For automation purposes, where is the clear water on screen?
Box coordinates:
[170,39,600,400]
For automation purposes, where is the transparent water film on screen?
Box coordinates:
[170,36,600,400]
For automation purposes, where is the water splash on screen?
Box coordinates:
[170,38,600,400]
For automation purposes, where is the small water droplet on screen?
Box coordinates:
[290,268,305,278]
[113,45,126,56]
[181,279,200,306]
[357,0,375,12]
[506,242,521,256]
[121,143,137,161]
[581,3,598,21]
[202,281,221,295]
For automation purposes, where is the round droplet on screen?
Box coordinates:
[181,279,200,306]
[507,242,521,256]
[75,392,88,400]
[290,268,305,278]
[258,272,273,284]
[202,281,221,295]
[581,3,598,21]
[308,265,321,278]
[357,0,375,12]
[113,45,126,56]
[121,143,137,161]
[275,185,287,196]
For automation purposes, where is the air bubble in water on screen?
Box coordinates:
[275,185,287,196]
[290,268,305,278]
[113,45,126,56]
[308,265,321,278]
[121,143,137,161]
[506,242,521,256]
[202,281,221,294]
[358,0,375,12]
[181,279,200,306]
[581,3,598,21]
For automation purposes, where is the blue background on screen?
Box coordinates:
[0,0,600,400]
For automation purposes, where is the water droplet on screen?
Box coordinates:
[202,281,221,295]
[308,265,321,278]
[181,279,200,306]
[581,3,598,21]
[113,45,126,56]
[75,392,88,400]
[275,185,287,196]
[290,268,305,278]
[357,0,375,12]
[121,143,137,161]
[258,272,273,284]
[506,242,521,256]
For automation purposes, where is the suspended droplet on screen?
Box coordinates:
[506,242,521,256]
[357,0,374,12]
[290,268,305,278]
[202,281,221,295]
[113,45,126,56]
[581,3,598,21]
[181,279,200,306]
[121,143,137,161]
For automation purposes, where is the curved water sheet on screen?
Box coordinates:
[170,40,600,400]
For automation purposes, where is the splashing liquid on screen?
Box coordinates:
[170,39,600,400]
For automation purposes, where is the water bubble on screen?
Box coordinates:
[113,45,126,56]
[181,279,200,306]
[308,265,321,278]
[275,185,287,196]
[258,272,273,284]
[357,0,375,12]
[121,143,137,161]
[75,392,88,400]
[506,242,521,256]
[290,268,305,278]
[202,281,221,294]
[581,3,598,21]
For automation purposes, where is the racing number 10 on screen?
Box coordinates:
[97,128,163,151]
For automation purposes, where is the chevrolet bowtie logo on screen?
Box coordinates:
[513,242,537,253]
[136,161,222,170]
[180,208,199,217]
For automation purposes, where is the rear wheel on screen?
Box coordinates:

__What you need to do__
Copy the entries above word for word, starting at the line that contains "For automation purposes, where is the water bubble" and ending with the line that contains "[180,208,199,217]".

__Response below__
For automation purposes, where is the water bubble on screen?
Box coordinates:
[113,45,126,56]
[181,279,200,306]
[308,265,321,278]
[275,185,287,196]
[258,272,273,284]
[357,0,375,12]
[121,143,137,161]
[75,392,88,400]
[506,242,521,256]
[290,268,305,278]
[202,281,221,294]
[581,3,598,21]
For automation purposes, where is the racing number 10 on screen?
Box coordinates:
[97,128,163,151]
For automation purposes, where is the chevrolet bowtie logo on screen?
Box coordinates:
[513,242,537,253]
[136,161,222,170]
[180,208,199,217]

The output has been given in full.